Reproduce the rows below verbatim, beginning with the first line and ending with the line that contains "[[[274,60],[242,63],[243,142],[274,145]]]", both included. Omit the pictures from your copy.

++++++++++++++++++++

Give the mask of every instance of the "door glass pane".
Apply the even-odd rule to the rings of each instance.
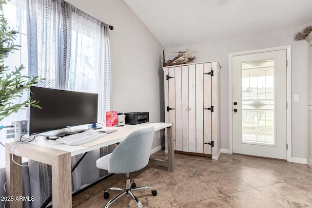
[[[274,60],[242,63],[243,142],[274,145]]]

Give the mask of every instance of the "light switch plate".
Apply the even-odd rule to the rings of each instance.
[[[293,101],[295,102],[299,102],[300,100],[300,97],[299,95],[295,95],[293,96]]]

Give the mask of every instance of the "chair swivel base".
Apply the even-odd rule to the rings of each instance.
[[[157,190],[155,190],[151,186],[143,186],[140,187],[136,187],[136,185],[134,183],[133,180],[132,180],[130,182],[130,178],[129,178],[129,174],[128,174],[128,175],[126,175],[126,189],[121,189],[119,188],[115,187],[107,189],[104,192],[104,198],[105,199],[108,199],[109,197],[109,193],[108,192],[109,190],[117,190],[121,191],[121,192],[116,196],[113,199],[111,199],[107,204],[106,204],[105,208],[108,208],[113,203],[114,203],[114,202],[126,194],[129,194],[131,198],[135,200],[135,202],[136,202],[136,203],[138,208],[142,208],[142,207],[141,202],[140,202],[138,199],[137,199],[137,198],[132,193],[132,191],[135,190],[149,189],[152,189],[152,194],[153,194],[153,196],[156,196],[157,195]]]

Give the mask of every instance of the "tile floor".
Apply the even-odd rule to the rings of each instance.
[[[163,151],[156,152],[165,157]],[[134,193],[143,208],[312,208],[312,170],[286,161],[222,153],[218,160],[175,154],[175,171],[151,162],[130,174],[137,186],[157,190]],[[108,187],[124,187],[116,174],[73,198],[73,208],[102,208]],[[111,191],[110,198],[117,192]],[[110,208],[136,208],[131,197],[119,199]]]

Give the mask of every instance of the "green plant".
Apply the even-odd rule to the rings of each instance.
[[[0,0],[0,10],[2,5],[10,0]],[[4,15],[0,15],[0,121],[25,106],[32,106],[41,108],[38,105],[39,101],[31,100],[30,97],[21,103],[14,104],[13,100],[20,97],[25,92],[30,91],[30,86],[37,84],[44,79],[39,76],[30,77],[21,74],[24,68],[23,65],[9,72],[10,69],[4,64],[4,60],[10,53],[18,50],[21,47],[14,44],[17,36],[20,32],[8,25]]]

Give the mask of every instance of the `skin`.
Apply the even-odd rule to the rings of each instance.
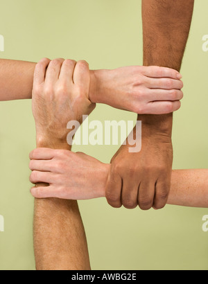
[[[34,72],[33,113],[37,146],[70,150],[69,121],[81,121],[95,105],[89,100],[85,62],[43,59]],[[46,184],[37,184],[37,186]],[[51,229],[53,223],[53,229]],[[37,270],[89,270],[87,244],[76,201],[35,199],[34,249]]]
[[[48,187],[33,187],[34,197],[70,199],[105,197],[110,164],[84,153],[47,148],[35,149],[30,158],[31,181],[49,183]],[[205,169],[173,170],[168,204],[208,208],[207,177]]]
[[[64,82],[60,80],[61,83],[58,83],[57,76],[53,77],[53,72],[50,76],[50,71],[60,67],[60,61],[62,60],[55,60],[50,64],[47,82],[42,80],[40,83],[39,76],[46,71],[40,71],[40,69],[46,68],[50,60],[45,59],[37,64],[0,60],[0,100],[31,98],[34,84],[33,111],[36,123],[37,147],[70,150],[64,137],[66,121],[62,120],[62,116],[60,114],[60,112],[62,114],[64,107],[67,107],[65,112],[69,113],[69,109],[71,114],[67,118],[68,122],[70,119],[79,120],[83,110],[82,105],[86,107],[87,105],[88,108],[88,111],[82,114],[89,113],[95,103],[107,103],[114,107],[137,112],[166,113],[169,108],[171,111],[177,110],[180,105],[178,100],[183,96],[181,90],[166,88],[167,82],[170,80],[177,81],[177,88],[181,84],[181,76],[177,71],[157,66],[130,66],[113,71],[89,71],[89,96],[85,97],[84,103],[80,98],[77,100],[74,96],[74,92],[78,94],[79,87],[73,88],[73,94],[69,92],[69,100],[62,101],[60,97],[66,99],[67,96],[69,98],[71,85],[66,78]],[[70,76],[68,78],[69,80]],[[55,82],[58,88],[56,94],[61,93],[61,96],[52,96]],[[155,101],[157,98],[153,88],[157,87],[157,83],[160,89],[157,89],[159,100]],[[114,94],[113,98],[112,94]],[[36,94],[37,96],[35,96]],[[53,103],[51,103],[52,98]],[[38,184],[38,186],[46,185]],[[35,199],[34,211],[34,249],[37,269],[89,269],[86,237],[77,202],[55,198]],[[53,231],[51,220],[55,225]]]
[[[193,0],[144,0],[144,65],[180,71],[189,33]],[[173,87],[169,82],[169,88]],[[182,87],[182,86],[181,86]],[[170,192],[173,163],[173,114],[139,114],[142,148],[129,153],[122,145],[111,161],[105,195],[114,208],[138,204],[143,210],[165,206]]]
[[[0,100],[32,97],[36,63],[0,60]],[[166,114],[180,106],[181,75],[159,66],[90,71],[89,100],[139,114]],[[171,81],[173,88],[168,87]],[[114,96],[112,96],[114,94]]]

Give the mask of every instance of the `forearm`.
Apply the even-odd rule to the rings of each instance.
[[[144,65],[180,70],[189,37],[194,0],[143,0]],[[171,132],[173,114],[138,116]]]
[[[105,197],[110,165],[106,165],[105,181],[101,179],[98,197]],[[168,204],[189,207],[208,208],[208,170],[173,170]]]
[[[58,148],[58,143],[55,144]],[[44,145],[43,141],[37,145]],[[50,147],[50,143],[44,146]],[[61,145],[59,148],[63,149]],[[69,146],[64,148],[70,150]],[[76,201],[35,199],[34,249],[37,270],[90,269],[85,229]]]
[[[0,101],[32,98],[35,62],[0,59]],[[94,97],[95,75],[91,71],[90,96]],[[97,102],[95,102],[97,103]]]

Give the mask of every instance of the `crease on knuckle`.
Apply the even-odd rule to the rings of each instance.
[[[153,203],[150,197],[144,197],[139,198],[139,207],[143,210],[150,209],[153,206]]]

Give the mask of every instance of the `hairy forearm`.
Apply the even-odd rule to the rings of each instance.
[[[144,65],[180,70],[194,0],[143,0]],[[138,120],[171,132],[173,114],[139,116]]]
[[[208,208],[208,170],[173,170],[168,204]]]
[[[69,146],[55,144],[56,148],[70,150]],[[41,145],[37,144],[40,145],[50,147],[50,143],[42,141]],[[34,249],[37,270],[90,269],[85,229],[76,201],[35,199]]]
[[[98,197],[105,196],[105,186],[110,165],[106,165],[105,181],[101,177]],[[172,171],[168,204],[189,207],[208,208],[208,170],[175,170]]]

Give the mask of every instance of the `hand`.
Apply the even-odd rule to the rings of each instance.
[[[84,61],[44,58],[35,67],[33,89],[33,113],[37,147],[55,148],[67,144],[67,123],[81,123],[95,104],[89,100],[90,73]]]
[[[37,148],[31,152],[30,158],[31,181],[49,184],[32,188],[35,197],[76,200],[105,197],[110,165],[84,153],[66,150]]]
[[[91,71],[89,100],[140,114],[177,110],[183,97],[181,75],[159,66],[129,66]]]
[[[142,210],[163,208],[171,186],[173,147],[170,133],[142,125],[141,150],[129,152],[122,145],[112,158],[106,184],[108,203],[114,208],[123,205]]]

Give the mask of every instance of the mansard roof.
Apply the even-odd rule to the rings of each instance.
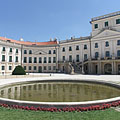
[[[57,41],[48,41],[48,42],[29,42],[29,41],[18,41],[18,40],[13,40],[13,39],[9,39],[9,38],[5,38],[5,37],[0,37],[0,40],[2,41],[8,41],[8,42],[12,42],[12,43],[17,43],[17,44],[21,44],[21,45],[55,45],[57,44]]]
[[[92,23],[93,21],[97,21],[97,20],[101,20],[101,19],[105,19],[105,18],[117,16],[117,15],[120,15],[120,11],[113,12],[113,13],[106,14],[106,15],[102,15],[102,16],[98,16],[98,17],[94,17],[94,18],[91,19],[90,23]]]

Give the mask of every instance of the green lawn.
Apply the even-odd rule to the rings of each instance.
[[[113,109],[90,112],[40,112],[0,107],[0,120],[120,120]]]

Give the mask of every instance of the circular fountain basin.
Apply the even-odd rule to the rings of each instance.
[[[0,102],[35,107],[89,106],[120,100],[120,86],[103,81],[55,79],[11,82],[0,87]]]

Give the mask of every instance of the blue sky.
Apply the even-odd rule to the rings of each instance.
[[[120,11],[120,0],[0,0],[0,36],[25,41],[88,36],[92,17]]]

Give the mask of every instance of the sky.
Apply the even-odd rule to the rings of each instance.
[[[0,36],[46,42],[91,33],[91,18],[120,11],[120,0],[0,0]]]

++++++++++++++++++++

§ Task output
Give the mask of every instance of the "door glass pane".
Apply the even-odd rule to the rings of each instance.
[[[274,60],[242,63],[243,142],[274,145]]]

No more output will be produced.